* Assigned task:
Once the line containing "Where can the man's nose" is found, copy that line and all remaining lines of the records exactly, including the last one, and add nothing.

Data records
********************

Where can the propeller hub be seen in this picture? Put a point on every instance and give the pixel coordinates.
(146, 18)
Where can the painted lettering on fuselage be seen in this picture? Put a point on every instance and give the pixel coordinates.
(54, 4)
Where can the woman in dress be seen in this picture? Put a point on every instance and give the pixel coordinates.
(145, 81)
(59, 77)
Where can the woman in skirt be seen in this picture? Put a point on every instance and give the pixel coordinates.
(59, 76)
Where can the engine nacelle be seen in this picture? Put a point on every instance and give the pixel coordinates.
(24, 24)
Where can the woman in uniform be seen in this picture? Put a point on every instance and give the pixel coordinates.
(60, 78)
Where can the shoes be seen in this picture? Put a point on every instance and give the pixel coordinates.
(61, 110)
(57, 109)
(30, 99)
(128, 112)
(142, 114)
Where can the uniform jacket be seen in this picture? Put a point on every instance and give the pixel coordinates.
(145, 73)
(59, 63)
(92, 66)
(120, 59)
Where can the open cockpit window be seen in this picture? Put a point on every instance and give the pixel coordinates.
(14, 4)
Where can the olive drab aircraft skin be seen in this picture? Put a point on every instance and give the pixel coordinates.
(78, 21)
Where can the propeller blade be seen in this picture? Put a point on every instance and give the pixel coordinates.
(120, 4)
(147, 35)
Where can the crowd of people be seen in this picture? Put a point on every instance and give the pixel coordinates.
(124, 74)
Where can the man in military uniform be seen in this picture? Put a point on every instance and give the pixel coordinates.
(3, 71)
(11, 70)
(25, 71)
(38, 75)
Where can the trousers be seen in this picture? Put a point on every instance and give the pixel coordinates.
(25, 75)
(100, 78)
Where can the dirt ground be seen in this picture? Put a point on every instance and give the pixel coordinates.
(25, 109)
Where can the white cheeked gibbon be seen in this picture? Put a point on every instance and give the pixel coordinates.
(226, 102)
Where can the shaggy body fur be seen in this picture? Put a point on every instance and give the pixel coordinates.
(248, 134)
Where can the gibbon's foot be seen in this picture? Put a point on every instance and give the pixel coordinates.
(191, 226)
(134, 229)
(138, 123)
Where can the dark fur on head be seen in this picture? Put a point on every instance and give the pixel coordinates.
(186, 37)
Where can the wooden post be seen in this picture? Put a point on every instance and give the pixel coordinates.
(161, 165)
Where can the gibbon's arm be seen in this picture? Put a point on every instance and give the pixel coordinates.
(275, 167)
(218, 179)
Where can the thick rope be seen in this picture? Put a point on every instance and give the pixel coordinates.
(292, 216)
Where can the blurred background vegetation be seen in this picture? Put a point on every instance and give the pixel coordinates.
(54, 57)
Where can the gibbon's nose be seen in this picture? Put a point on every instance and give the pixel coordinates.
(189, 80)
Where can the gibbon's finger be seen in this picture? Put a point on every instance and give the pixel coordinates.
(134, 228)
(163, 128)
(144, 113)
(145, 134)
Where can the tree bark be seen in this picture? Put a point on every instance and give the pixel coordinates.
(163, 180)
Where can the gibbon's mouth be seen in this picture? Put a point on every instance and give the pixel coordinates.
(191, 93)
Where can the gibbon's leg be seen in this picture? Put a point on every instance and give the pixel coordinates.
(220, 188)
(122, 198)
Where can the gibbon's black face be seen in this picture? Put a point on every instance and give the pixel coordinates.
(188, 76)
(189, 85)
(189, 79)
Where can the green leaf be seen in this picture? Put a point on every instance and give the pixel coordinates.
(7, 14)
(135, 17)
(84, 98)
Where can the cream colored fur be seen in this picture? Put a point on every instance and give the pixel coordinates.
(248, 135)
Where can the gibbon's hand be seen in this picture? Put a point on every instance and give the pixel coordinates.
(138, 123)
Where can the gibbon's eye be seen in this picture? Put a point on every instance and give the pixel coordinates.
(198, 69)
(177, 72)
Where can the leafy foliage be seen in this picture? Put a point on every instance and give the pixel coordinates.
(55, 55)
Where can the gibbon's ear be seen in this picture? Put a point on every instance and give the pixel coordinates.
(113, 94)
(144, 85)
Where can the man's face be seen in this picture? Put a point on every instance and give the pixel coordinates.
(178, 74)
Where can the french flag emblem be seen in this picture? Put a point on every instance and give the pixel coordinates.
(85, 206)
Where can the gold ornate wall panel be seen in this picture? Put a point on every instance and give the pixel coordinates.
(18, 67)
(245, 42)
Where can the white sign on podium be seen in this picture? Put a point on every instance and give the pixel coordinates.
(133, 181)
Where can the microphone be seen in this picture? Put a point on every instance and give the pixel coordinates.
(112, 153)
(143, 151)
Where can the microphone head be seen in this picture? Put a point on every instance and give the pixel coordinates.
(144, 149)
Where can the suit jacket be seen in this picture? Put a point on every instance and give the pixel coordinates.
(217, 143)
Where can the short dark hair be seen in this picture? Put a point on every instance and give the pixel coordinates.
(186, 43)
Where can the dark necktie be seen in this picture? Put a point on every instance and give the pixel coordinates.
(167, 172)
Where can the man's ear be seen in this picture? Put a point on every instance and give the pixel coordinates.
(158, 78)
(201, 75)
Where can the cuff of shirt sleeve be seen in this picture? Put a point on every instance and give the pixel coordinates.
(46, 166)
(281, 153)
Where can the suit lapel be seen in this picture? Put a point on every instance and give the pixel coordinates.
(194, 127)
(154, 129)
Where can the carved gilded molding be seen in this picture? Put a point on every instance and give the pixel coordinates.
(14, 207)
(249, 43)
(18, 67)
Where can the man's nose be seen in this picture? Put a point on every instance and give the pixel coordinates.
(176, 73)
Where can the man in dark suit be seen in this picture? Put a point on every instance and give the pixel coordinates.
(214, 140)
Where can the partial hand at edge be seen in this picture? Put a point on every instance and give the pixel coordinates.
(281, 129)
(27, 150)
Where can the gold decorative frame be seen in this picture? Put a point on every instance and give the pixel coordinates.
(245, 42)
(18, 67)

********************

* Answer area:
Where can the man's nose be seen in this picture? Put a point on every instance and give the pixel coordinates.
(176, 73)
Where can the man in dark suit be seen in this picture? Put a point on every instance and give the pixel coordinates.
(214, 140)
Where can the partial hand at edge be seen in this picture? Put a point on every instance and give the pixel coordinates.
(281, 129)
(27, 150)
Where can the gold decorative frame be seen in this picture? Put a point on every instance and give the pixel coordinates.
(245, 42)
(18, 67)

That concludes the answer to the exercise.